> _Belge bölümü_:

↓

"İçtihat Metni"
...
MAHKEMESİ : Trabzon Bölge Adliye Mahkemesi 1. Hukuk Dairesi
SAYISI : 2023/55 E., 2023/170 K.
DAVA TARİHİ : 24.06.2021
KARAR : Başvurunun kısmen kabulü ile esas hakkında yeniden hüküm kurma
İLK DERECE MAHKEMESİ : Maçka Asliye Hukuk (Aile) Mahkemesi
SAYISI : 2021/129 E., 2022/286 K.
Taraflar arasındaki boşanma davasından dolayı yapılan yargılama sonunda İlk Derece Mahkemesince her iki davanın reddine karar verilmiştir.
Kararın davacı erkek vekili ve davalı kadın tarafından istinaf edilmesi üzerine, Bölge Adliye Mahkemesince başvuruların kabulü ile İlk Derece Mahkemesi hükmünü kaldırarak yeniden esas hakkında hüküm kurulmak suretiyle erkeğin davasının kabulü ile tarafların boşanmalarına ve kadının tazminat taleplerinin reddine karar verilmiştir.

↑

> _Sağlanan veriler_:

↓

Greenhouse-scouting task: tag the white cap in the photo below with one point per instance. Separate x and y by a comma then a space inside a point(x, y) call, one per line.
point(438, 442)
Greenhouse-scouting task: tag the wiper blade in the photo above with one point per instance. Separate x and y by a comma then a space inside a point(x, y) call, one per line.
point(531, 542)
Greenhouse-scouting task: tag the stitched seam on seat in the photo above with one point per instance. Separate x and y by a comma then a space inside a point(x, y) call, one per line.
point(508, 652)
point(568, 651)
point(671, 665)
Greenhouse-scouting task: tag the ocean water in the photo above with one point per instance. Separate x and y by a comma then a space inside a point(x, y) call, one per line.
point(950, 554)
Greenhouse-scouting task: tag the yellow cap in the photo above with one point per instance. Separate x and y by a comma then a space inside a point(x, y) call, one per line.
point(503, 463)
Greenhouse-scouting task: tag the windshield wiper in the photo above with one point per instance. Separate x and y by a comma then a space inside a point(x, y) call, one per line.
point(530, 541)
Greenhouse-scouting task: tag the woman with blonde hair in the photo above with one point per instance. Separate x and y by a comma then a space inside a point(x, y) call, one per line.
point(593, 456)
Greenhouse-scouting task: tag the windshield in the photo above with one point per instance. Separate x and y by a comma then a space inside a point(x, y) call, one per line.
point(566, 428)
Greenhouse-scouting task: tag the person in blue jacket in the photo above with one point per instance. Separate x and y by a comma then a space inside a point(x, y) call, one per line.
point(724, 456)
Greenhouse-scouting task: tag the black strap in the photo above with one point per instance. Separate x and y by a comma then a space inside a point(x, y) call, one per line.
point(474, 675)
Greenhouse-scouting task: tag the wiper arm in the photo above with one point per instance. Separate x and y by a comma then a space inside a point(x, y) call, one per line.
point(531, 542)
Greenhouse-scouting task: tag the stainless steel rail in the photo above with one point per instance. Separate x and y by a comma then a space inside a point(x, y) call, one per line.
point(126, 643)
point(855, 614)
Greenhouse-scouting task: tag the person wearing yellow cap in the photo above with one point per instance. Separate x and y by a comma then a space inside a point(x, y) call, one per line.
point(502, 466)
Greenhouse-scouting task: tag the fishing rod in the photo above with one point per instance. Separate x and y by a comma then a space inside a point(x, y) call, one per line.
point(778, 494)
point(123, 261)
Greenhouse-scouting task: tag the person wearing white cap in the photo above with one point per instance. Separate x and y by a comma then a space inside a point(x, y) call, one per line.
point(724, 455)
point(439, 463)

↑

> _Görev listesi_:
A. Belge bölümünde büyük harfle yazılıp iki nokta üst üsteyle biten alan etiketlerini listeleyin. Birden fazla geçen etiketi yalnızca bir kez yazın.
B. Belge bölümünde dava tarihi olarak hangi tarih yer alıyor?

> _Çıktılar_:
A.
MAHKEMESİ
SAYISI
DAVA TARİHİ
KARAR
İLK DERECE MAHKEMESİ

B. 24.06.2021